■ **What needs to be done**: Reproduce each of the following entries word for word, omitting the pictures from your answer.

..............................

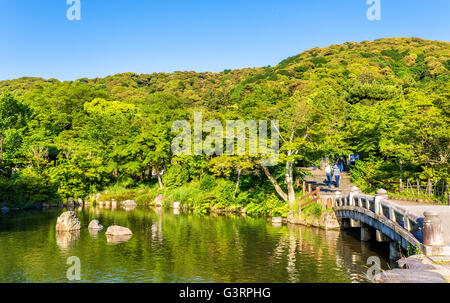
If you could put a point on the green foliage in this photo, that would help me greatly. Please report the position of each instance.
(176, 176)
(386, 100)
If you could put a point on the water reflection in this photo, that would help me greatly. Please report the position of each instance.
(94, 233)
(181, 248)
(114, 240)
(67, 239)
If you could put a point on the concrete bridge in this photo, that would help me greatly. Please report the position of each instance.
(408, 226)
(385, 221)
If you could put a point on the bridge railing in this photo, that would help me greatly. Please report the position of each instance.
(379, 205)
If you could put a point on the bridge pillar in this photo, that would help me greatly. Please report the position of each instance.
(365, 233)
(355, 223)
(344, 223)
(394, 251)
(380, 237)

..............................

■ **Result**:
If you could put a point on the green foliage in this photo, that would help me greatly. Please report the position of each instance.
(176, 176)
(386, 100)
If you could put a point on the water reflection in this photo, that would help me greatly. Please report the position of each instance.
(94, 233)
(181, 248)
(114, 240)
(67, 239)
If you could put a point on the concrete bridge in this photo, that would help me greatly. Please report the position of each instance.
(408, 226)
(385, 221)
If you could put a point on the bridge railing in this photo, that would help me greatly. Please report the position of each instance.
(379, 205)
If you could put a point on the bridge pillar in this photo, that would help me greatly. Please report the position of each instance.
(365, 233)
(355, 223)
(344, 223)
(394, 251)
(380, 237)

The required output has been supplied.